[PROBLEM 1] Summarize the fishing story below in two sentences.

[SELECTED EXCERPT]
Every once in a while you see something you just can’t explain.

I was shooting in the Florida Keys the other day with with my friend Capt. Joel Dickey. It was late in the day. The sun was hanging right on the horizon and I was making the best of the evening light. I was out of the boat, standing in wast deep water shooting Sandy Horn casting from the bow and Joel on the platform when Joel called out “we got a school of perms coming, big school”. I stayed still and quiet, excited about the chance to shoot a hookup from out of the boat. I could see the push about a hundred and fifty yards out. Joel wasn’t kidding about it being a big school. The push looked like the wake of a flats boat.

Our setup couldn’t have been better. The push was headed straight for us and fast. I could see Joel squinting into the glare. At a hundred yards he said, “no, it’s not permit”. A minute later, in a very different tone of voice he said,”oh my God that’s a f¥€king huge shark”. Now, I have heard these words before and I have seen sharks in the Keys bigger than a flats boat. You don’t have to say f¥€king huge shark to me twice. I made a little wake of my own getting back to the boat.

By this time the push was fifty yards away and closing fast. You could see the water parting off the dorsal fin. I thought about saying, “we’re gonna need a bigger boat”. Before I could it dawned on all of us that we should be able to see a fish that big by now, but we couldn’t. We could just see the push. “It must be bait”, Joel said. “Yeah” Sandy chimed in, “it’s bait”. It wasn’t bait. There were no bait fish breaking the surface. It was way too big anyway. Almost in unison we all said “what the hell is that”?

[SUPPLIED INFORMATION]
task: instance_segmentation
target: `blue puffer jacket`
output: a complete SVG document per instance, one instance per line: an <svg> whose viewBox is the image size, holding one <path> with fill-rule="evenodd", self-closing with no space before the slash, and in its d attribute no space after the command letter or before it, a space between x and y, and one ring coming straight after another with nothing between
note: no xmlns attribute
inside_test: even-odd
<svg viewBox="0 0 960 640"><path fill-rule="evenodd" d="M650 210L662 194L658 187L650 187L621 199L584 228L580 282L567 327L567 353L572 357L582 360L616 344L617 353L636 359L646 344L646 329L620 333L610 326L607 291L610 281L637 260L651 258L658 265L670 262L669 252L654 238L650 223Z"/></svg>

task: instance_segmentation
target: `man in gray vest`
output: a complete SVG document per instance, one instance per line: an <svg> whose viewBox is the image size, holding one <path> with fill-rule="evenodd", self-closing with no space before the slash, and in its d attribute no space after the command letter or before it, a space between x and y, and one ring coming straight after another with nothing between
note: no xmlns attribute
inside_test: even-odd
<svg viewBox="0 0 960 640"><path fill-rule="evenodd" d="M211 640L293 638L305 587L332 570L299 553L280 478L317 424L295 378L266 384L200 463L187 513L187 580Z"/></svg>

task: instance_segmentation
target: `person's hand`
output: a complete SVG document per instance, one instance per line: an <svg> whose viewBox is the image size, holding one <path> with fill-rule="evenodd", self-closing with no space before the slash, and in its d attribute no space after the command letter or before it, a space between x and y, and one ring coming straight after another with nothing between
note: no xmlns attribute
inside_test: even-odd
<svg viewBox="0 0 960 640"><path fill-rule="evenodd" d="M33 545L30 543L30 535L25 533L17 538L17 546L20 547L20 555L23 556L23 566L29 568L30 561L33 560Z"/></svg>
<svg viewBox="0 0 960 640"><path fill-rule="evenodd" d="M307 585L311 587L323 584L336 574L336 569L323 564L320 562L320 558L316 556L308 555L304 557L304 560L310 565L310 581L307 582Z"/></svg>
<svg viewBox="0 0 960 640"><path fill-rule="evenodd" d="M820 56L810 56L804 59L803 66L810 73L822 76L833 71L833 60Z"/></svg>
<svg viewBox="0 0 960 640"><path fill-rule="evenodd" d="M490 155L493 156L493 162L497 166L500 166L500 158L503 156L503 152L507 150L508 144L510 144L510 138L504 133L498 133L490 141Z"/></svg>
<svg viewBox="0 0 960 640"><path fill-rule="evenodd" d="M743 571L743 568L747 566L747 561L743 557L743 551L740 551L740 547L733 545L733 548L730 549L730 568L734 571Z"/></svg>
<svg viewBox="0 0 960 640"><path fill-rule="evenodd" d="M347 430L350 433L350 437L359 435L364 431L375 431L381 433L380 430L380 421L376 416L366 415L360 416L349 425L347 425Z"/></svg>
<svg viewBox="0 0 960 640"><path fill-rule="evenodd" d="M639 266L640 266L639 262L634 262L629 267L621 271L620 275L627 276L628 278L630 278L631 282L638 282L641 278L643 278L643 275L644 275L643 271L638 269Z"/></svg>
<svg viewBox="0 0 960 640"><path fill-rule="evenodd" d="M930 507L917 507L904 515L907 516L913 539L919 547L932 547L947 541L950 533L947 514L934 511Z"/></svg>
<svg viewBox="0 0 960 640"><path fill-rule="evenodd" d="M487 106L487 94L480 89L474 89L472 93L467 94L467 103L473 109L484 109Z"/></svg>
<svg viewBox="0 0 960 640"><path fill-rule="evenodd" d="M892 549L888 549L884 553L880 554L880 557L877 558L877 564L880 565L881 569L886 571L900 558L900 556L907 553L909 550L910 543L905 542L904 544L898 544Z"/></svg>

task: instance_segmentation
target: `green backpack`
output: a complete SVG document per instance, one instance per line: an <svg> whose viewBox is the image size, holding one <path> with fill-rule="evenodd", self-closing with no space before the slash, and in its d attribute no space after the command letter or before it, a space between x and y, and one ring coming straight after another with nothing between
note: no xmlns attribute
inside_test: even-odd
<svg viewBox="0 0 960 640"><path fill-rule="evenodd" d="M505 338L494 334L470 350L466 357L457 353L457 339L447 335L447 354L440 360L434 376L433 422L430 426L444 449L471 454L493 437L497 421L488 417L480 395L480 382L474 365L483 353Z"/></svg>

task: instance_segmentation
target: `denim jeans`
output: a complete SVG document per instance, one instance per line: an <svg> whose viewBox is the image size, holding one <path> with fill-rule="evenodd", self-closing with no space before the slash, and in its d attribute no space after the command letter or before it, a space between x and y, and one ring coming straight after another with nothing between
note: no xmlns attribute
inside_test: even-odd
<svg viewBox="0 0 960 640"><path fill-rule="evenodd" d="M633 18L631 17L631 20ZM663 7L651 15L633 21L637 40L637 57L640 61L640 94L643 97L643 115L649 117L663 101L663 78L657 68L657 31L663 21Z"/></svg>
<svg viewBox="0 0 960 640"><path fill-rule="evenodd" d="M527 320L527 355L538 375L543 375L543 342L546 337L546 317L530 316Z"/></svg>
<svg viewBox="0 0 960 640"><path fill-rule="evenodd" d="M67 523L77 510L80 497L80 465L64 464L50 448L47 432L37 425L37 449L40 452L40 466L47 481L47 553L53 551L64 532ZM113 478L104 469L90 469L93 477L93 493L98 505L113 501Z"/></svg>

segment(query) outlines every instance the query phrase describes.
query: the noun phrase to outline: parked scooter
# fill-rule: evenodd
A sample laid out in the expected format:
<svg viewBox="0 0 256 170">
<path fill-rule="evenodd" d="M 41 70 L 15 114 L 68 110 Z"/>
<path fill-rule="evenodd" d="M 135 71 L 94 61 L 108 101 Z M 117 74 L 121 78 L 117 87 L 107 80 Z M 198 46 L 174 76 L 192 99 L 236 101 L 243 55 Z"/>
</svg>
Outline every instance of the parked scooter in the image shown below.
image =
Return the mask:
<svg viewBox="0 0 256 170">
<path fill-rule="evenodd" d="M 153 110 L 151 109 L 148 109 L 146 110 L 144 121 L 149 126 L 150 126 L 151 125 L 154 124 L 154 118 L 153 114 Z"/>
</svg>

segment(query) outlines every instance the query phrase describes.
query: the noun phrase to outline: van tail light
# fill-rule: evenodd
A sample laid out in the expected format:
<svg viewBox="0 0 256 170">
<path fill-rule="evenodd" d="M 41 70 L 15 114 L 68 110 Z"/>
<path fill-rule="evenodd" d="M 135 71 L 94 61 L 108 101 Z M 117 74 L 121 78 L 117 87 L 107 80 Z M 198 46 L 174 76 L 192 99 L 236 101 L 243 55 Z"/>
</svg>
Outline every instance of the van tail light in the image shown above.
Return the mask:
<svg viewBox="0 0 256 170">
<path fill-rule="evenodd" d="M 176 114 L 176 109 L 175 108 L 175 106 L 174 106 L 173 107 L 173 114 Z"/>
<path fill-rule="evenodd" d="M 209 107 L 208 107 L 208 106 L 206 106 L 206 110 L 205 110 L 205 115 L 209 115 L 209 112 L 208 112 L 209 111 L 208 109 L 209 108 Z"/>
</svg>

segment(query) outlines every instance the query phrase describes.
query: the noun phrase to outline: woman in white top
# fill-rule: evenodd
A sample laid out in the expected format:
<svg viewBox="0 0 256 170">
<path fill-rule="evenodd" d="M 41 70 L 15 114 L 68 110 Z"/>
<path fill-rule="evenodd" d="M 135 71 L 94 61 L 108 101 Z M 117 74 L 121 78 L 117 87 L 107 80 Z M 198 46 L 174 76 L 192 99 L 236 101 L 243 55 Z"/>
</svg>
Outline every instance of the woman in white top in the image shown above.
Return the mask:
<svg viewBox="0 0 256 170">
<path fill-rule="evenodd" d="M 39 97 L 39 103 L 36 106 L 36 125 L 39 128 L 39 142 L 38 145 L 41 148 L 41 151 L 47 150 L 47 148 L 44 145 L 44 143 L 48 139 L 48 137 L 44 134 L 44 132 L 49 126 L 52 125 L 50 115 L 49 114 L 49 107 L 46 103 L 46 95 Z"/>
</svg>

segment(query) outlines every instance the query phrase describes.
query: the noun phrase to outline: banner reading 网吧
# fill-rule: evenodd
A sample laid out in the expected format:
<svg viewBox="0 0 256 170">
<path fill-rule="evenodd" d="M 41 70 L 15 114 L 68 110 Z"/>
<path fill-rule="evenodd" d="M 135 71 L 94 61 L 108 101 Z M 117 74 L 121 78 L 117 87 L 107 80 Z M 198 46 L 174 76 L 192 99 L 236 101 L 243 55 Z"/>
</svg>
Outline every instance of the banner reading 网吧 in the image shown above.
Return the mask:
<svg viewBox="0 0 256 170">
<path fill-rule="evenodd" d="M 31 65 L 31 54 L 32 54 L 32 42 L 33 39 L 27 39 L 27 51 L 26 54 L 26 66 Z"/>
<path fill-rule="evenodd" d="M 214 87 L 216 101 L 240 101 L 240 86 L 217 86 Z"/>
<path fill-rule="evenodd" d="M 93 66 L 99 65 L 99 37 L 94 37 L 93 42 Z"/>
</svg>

[PROBLEM 2] Render the records as a Markdown table with the columns Row and Line, beginning at their first line and stopping after the line that has "210L662 194L658 187L650"; leave out any blank lines.

[SOLUTION 1] While the narrator was out of the boat shooting in the evening light in the Florida Keys, Capt. Joel Dickey called out a big school of permit coming, then decided it was a huge shark, and the narrator hurried back to the boat. As the push of water closed to fifty yards, no fish could be seen and no bait fish were breaking the surface, so everyone asked what it was.

[SOLUTION 2]
| Row | Line |
|---|---|
| 1 | task: instance_segmentation |
| 2 | target: `blue puffer jacket` |
| 3 | output: a complete SVG document per instance, one instance per line: an <svg> whose viewBox is the image size, holding one <path> with fill-rule="evenodd", self-closing with no space before the slash, and in its d attribute no space after the command letter or before it, a space between x and y, and one ring coming straight after another with nothing between |
| 4 | note: no xmlns attribute |
| 5 | inside_test: even-odd |
| 6 | <svg viewBox="0 0 960 640"><path fill-rule="evenodd" d="M650 210L662 194L658 187L650 187L621 199L584 228L580 282L567 327L567 353L572 357L582 360L616 344L617 353L636 359L646 344L646 329L620 333L610 326L607 291L610 281L637 260L651 258L658 265L670 262L669 252L654 238L650 223Z"/></svg> |